The problem - Retype the listing below line for line, with no changes.

Entries provided -

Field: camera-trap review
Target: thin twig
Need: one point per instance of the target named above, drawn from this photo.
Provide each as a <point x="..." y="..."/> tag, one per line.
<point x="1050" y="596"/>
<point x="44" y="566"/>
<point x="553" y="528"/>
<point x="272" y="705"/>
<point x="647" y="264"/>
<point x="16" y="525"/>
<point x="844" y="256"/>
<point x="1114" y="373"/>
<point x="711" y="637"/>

Answer below -
Field: camera-trap review
Target: thin twig
Need: one point per instance of the target named above, drawn from this photo.
Provide each as a <point x="..." y="..."/> tag, one per line.
<point x="1050" y="596"/>
<point x="44" y="566"/>
<point x="553" y="528"/>
<point x="272" y="705"/>
<point x="647" y="264"/>
<point x="16" y="525"/>
<point x="844" y="256"/>
<point x="1114" y="373"/>
<point x="711" y="637"/>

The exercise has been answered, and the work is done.